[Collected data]
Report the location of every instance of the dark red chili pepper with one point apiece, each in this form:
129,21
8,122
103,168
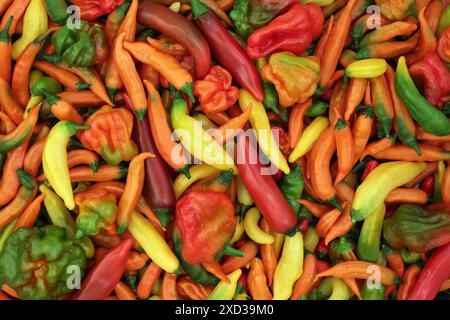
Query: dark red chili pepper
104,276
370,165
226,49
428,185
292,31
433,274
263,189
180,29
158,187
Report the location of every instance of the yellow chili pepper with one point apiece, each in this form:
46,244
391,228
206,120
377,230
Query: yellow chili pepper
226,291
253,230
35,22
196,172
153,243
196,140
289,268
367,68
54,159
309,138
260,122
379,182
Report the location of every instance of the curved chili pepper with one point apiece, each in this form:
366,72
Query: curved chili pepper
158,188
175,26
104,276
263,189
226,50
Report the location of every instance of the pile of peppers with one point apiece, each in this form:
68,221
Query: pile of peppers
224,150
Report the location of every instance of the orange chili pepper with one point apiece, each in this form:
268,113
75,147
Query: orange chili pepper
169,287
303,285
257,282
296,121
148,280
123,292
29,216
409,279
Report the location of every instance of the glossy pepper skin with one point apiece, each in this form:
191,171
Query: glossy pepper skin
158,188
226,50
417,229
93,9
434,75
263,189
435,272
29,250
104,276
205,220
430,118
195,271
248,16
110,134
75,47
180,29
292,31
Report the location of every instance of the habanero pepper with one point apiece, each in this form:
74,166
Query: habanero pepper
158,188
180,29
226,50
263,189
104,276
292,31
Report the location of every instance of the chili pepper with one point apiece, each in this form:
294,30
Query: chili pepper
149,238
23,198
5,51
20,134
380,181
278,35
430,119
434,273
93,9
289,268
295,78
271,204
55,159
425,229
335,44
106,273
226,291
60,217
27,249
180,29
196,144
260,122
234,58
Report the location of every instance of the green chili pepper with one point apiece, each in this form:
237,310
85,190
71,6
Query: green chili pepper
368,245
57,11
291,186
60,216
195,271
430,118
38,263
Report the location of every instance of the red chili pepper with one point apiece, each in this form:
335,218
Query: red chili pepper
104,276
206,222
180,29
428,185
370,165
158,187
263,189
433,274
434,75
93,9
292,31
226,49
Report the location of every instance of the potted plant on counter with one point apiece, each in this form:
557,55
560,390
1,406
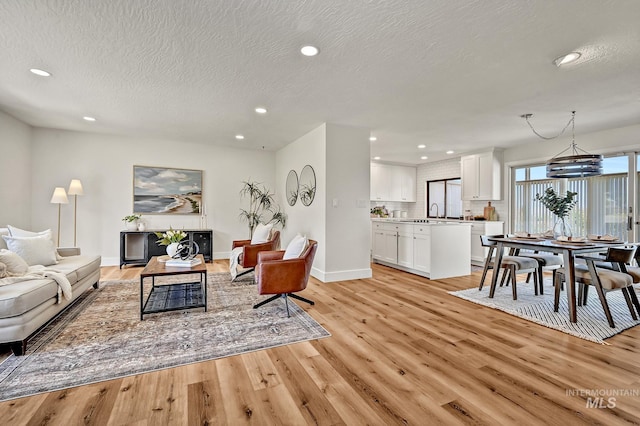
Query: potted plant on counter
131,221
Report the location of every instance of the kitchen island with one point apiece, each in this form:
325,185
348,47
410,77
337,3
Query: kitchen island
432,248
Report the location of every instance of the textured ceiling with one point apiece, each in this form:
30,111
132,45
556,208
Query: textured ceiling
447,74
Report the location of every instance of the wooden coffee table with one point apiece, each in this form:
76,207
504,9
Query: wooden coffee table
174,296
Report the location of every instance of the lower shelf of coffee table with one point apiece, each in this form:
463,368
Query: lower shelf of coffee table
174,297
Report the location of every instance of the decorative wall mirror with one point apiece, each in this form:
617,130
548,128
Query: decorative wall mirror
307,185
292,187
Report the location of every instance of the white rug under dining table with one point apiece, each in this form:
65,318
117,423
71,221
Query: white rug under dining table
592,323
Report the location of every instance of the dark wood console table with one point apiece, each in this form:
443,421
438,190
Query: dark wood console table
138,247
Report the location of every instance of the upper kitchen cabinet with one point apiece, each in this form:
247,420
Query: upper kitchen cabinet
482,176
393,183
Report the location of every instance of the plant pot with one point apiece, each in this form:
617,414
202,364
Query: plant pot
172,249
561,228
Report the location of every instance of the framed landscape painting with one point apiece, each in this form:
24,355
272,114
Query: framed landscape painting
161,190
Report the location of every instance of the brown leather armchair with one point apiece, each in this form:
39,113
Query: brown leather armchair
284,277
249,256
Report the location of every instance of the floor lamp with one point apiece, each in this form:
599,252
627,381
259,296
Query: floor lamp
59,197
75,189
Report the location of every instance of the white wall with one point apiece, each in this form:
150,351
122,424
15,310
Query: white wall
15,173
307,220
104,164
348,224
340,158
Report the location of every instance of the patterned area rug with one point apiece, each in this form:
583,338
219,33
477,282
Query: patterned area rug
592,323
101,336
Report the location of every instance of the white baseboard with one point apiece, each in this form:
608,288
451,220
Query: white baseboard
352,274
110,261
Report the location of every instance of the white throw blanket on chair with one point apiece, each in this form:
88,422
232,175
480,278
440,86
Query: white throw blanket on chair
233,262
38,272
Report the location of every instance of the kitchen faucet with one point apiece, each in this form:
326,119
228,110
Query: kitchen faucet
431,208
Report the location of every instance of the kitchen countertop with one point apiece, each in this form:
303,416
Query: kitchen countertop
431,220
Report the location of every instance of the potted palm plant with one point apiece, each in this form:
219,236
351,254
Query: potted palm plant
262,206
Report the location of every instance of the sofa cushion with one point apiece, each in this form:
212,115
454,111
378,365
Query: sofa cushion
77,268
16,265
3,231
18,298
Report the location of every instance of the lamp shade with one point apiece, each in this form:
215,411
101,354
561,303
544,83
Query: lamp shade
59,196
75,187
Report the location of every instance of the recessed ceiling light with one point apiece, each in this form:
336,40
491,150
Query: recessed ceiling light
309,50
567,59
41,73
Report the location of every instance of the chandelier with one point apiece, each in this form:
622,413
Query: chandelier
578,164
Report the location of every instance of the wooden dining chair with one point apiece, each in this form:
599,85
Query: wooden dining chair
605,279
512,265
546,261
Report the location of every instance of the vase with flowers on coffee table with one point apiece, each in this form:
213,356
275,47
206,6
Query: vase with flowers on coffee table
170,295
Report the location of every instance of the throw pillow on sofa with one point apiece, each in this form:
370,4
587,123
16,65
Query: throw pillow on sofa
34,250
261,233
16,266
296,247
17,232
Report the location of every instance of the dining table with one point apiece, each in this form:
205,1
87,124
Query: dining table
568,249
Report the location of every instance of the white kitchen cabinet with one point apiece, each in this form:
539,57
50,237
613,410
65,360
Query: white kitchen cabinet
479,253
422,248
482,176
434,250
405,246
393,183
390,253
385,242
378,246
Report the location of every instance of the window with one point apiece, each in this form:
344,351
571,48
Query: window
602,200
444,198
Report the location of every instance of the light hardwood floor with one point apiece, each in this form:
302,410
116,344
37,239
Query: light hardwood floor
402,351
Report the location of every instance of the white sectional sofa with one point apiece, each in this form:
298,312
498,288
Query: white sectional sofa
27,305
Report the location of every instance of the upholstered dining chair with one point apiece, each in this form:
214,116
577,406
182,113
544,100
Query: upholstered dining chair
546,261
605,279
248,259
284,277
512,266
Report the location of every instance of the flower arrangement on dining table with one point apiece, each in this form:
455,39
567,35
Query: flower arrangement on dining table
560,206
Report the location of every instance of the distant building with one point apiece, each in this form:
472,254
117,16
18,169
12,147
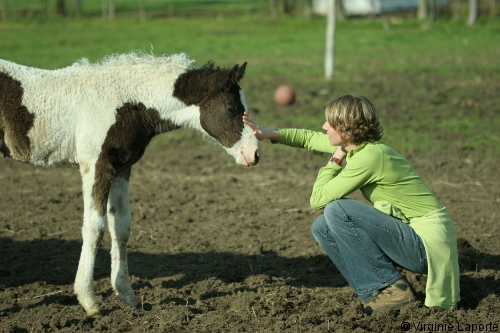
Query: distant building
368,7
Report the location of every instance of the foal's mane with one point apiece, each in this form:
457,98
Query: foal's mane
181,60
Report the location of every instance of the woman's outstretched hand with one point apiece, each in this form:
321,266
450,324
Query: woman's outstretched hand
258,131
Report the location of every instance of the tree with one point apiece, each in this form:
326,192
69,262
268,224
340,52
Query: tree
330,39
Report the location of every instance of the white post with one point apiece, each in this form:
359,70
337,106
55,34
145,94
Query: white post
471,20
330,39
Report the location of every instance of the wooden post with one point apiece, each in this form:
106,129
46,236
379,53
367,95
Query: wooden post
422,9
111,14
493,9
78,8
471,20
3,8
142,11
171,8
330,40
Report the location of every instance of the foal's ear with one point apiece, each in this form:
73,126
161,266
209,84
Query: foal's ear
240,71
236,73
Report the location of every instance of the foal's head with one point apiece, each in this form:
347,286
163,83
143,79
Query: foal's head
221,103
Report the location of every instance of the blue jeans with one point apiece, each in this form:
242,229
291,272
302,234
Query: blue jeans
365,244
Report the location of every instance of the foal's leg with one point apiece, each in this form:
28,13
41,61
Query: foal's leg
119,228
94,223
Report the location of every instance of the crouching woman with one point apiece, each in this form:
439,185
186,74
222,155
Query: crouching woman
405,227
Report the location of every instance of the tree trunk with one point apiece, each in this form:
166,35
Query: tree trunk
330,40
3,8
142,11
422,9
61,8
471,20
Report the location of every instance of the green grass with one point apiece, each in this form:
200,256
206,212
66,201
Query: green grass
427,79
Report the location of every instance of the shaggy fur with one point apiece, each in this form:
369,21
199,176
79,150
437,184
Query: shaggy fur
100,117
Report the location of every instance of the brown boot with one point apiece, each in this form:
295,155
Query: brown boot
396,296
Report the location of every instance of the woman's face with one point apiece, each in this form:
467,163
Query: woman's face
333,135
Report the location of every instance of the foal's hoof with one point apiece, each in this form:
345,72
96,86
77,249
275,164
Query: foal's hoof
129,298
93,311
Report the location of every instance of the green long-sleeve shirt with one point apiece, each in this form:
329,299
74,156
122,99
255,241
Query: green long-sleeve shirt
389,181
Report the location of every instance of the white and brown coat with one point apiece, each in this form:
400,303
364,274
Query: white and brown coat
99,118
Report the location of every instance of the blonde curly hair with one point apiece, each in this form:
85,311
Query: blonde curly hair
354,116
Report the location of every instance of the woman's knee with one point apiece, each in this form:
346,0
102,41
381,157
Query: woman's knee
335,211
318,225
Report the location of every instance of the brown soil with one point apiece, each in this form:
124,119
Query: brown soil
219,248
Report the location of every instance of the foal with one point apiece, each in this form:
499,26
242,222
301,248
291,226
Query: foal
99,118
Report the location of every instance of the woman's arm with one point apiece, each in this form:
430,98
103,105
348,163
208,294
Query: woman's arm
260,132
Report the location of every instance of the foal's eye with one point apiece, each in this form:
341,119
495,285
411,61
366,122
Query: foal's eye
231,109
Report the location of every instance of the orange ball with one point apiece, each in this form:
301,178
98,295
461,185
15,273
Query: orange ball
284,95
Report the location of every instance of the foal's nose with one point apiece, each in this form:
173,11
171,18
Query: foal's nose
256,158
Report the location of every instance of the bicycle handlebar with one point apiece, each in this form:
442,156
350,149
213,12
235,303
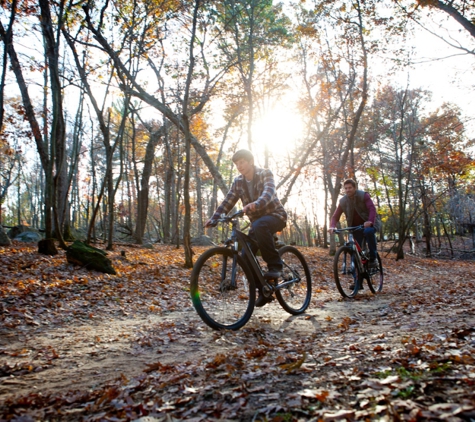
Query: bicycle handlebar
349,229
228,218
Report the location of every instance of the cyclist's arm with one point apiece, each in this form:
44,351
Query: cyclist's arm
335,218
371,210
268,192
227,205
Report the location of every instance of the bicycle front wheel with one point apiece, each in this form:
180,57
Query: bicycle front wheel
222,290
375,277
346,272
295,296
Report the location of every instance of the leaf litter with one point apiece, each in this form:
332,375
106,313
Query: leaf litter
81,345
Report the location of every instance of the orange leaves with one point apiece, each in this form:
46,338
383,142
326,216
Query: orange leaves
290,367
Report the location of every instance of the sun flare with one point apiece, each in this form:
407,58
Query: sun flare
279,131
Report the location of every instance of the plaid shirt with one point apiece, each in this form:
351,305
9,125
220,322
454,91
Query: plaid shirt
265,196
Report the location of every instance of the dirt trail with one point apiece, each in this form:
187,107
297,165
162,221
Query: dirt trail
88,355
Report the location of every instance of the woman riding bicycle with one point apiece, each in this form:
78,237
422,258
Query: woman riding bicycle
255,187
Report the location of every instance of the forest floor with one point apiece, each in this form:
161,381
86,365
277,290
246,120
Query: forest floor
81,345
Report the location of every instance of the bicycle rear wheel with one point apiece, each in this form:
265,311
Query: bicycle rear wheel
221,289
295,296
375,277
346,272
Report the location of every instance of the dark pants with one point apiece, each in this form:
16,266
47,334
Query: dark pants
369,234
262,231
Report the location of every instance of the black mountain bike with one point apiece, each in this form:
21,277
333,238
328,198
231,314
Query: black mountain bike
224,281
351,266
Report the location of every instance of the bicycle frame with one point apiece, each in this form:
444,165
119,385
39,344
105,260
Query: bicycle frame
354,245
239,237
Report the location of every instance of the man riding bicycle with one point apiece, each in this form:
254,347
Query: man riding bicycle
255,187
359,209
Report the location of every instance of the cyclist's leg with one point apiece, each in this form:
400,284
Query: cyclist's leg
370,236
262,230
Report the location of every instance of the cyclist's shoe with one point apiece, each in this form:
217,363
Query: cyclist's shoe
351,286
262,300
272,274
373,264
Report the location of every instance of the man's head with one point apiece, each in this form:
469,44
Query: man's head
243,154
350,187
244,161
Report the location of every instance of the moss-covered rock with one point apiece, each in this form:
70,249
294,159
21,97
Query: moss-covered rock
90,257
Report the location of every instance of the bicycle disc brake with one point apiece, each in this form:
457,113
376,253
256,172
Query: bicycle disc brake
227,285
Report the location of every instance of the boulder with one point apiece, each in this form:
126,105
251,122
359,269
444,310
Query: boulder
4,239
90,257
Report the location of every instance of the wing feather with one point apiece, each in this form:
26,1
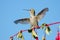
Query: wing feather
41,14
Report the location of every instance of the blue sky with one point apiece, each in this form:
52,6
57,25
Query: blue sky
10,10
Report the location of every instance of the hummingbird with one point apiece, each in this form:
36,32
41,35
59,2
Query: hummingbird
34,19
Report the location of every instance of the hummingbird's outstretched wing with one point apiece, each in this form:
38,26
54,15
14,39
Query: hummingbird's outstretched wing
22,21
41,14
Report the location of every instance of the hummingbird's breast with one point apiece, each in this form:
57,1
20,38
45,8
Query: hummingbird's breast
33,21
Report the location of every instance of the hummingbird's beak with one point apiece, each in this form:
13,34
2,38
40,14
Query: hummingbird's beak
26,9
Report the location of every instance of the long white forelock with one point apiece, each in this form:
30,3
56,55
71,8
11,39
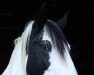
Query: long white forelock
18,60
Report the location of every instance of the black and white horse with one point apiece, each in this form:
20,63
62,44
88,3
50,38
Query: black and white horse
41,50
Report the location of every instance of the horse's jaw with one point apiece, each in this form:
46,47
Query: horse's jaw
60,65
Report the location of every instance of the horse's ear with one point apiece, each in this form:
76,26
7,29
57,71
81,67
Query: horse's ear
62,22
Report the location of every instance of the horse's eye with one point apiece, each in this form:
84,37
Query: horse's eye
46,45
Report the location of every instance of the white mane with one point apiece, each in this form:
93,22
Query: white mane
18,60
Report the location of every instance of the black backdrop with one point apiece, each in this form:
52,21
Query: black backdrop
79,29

● **What you will do**:
What are the lines from the one with "Query: long white forelock" through the end of the records above? Set them down exactly, both ends included, and nothing else.

● **Solution for this exercise**:
Query: long white forelock
18,60
Report the location of every instance of the black and white horse with one point apiece, each in this form:
20,63
62,44
88,3
50,38
Query: black and white horse
41,50
Report the location of every instance of the horse's jaw with one point apiece, each in this form:
46,47
Query: horse's jaw
60,65
Report the location of every instance of the horse's ear with one point apiece, each in this form:
76,26
7,29
57,71
81,67
Query: horse's ear
62,22
Report the location of every instance of the horse's eye with one point apiece, each in this form:
84,37
Query: horse's eye
46,45
Report the location of every instance of the white mane with one point apiece, each in this form:
93,22
Query: white mane
18,60
Report the location of every instance of the black backdrop with one point apiece, each in this form:
52,21
Query: black backdrop
79,29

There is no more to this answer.